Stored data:
--*--
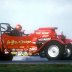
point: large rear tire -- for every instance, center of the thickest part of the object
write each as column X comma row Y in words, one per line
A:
column 68, row 52
column 54, row 50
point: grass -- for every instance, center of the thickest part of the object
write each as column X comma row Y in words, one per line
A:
column 35, row 68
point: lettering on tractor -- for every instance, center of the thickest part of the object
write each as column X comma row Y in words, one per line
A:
column 44, row 42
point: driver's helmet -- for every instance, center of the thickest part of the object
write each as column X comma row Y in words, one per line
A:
column 18, row 27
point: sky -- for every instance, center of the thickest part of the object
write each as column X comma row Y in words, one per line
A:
column 33, row 14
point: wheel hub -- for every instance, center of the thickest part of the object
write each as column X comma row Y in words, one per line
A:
column 53, row 51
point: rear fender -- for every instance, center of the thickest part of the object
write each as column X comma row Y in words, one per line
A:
column 46, row 43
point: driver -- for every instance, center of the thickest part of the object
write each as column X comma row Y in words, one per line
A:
column 17, row 30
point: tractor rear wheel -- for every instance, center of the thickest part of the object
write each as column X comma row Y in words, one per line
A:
column 54, row 50
column 68, row 52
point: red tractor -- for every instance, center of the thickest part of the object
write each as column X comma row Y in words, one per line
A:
column 44, row 42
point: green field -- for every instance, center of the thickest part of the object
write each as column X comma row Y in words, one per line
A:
column 35, row 68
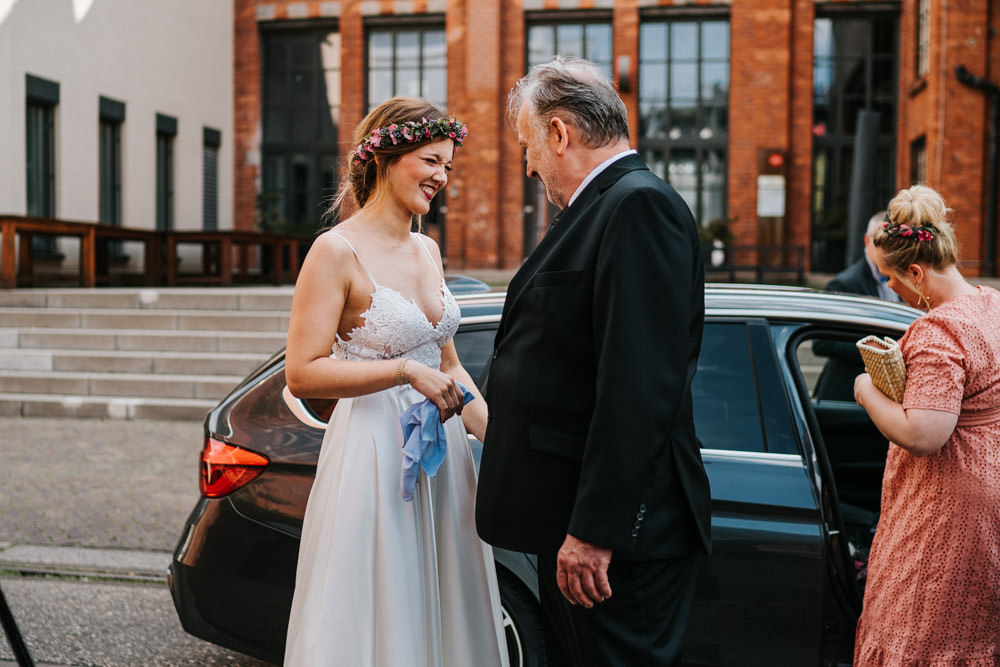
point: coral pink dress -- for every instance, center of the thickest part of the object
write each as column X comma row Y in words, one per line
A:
column 933, row 592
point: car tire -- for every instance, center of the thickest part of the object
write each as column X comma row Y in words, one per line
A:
column 522, row 623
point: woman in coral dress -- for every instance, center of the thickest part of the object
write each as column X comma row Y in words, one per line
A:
column 933, row 593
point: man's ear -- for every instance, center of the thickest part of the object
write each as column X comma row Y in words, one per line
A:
column 559, row 134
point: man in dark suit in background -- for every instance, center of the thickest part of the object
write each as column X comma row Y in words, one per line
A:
column 862, row 277
column 843, row 364
column 591, row 459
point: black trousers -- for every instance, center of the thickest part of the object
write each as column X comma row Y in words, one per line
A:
column 642, row 624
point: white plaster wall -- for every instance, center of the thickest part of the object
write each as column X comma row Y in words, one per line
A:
column 157, row 56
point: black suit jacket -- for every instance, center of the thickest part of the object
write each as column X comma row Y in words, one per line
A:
column 591, row 429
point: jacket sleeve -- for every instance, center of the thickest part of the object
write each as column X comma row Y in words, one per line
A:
column 648, row 309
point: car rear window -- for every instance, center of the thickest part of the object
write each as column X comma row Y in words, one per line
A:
column 724, row 391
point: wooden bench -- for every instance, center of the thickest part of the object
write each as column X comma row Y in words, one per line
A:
column 279, row 253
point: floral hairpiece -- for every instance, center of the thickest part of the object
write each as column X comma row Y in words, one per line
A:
column 409, row 132
column 922, row 232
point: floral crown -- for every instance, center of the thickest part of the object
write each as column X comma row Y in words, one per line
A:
column 920, row 232
column 409, row 132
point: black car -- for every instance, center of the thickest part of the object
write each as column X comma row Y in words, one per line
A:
column 795, row 467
--*--
Beginning at the line containing "point: car rear", repeat each line exactly through the last line of the entries, and include no other lines.

point: car rear window -- for every instance, center of the thickest part of the object
write each as column X comma row Y in words, one per line
A:
column 724, row 391
point: wooden bench -- for every instance, center of the thickest part of the object
write each as column X comma row Y in words, one per line
A:
column 279, row 253
point: floral hairpiece -- for every instance, center of the thickest part of the object
write each as column X comma row Y in words, one per line
A:
column 409, row 132
column 922, row 232
point: floral crown -- for every instance, center of the thickest part of the object
write each as column X comma row Y in words, one per line
A:
column 920, row 232
column 409, row 132
point: black car -- for every instance, center of the thickest part of the object
write each as column X comma row Y in words, one per line
A:
column 795, row 467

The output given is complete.